Wandle alle folgenden Zeilen in eine nummerierte Liste um und lass dabei Leerzeilen weg. Die Bilder gehören nicht in die Antwort.

Quelldaten:
((

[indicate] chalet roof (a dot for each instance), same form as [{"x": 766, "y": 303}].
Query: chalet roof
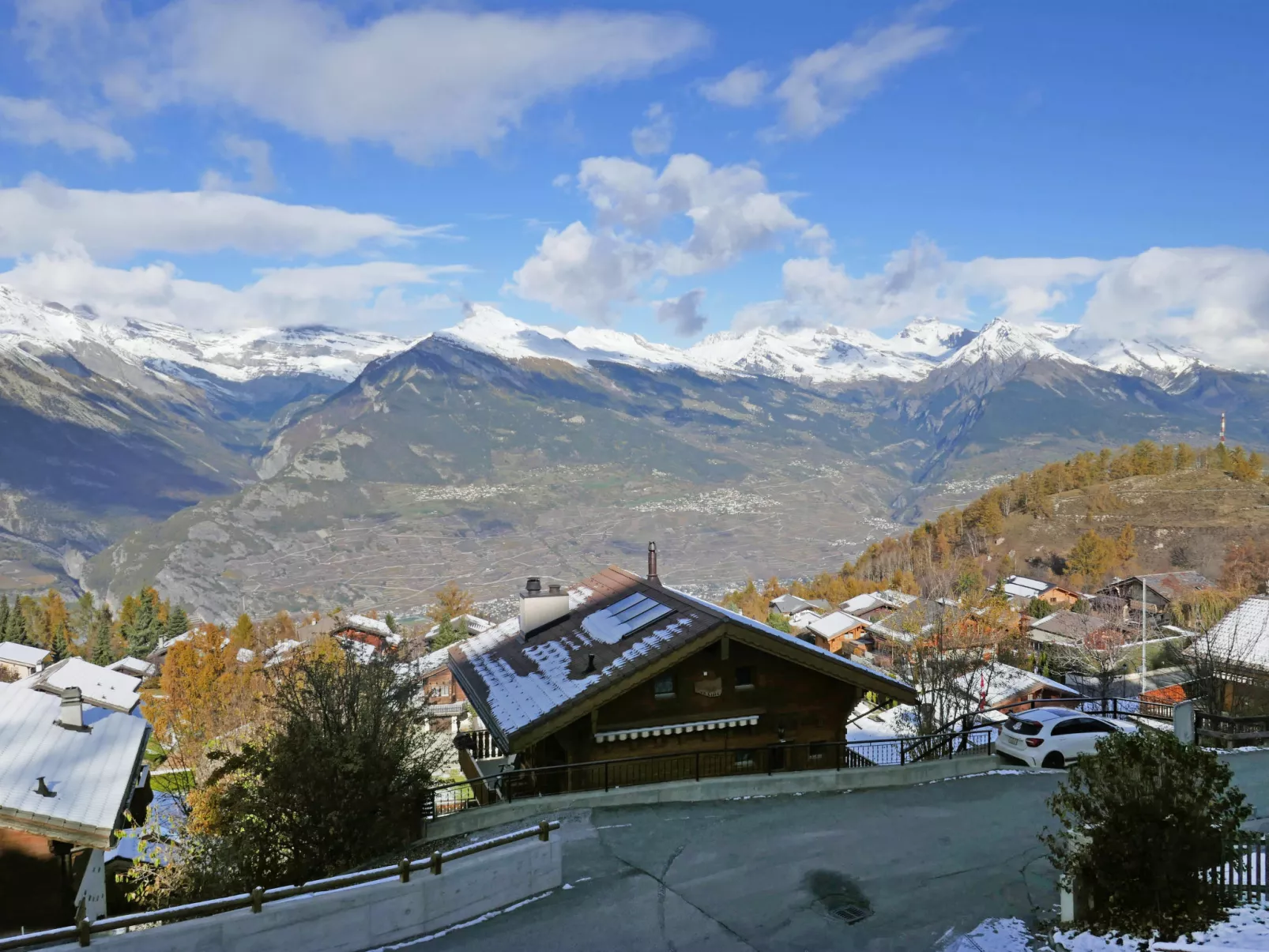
[
  {"x": 25, "y": 655},
  {"x": 1170, "y": 585},
  {"x": 92, "y": 773},
  {"x": 1070, "y": 625},
  {"x": 100, "y": 686},
  {"x": 1241, "y": 638},
  {"x": 518, "y": 686},
  {"x": 837, "y": 623}
]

))

Lösung:
1. [indicate] chalet roof (a dot for each instance), same form as [{"x": 766, "y": 303}].
2. Query: chalet roof
3. [
4.   {"x": 25, "y": 655},
5.   {"x": 1170, "y": 585},
6.   {"x": 92, "y": 773},
7.   {"x": 1070, "y": 625},
8.   {"x": 100, "y": 686},
9.   {"x": 1241, "y": 638},
10.   {"x": 518, "y": 686},
11.   {"x": 837, "y": 623}
12. ]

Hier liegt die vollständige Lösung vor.